J’aimerais parler d’un autre single qui a super bien marché pour toi, c’est “Tia Tamera”, que tu as sorti en début d’année. Pourquoi avoir choisi d’enrôler Rico Nasty sur ce titre ?

Man… J’adore Rico ! On a commencé à parler il y a quelque temps, je lui ai envoyé un DM sur Instagram, elle m’a répondu et… j’ai complètement flippé. Elle m’a dit de venir à son concert à LA, mais j’étais en tournée dans un bus donc c’était trop compliqué. On n’a plus trop échangé après ça, et puis je suis revenue vers elle quelques mois plus tard, parce que j’avais ce morceau, “Tia Tamera”, sur lequel je me disais que ce serait cool d’avoir un featuring. Avec mon équipe, on était convaincu que c’était la personne à convier sur ce titre. On savait qu’elle serait parfaite.

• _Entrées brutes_
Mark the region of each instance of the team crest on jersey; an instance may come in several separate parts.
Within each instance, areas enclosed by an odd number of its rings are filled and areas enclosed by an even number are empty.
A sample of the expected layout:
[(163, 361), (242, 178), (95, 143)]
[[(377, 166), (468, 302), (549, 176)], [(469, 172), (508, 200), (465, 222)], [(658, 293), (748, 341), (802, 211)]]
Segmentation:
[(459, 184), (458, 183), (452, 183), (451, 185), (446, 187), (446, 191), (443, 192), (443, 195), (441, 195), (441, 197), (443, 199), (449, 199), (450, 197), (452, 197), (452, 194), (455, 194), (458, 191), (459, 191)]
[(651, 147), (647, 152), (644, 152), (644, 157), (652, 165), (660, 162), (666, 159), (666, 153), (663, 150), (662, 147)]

• _Questions et consignes_
**A)** Répondez à ces questions sur l’extrait, une réponse par ligne :
(i) Quel est le titre du single sorti en début d’année ?
(ii) Par quel moyen la personne interviewée a-t-elle d’abord contacté Rico Nasty ?
(iii) Dans quelle ville Rico Nasty l’a-t-elle invitée à venir à son concert ?
**B)** Mettez à jour l’extrait. Partez des mots « J’aimerais parler d’un » et arrêtez-vous après « qu’elle serait parfaite. », en remplaçant « un bus » par « un van ».
**C)** Relevez dans l’extrait toutes les phrases qui commencent par le mot « On ».
Les entrées constituent un matériau distinct de l’extrait.

• _Réponses attendues_
**A)**
(i) “Tia Tamera”.
(ii) Par un DM sur Instagram.
(iii) À LA.

**B)**
J’aimerais parler d’un autre single qui a super bien marché pour toi, c’est “Tia Tamera”, que tu as sorti en début d’année. Pourquoi avoir choisi d’enrôler Rico Nasty sur ce titre ?

Man… J’adore Rico ! On a commencé à parler il y a quelque temps, je lui ai envoyé un DM sur Instagram, elle m’a répondu et… j’ai complètement flippé. Elle m’a dit de venir à son concert à LA, mais j’étais en tournée dans un van donc c’était trop compliqué. On n’a plus trop échangé après ça, et puis je suis revenue vers elle quelques mois plus tard, parce que j’avais ce morceau, “Tia Tamera”, sur lequel je me disais que ce serait cool d’avoir un featuring. Avec mon équipe, on était convaincu que c’était la personne à convier sur ce titre. On savait qu’elle serait parfaite.

**C)**
On a commencé à parler il y a quelque temps, je lui ai envoyé un DM sur Instagram, elle m’a répondu et… j’ai complètement flippé.
On n’a plus trop échangé après ça, et puis je suis revenue vers elle quelques mois plus tard, parce que j’avais ce morceau, “Tia Tamera”, sur lequel je me disais que ce serait cool d’avoir un featuring.
On savait qu’elle serait parfaite.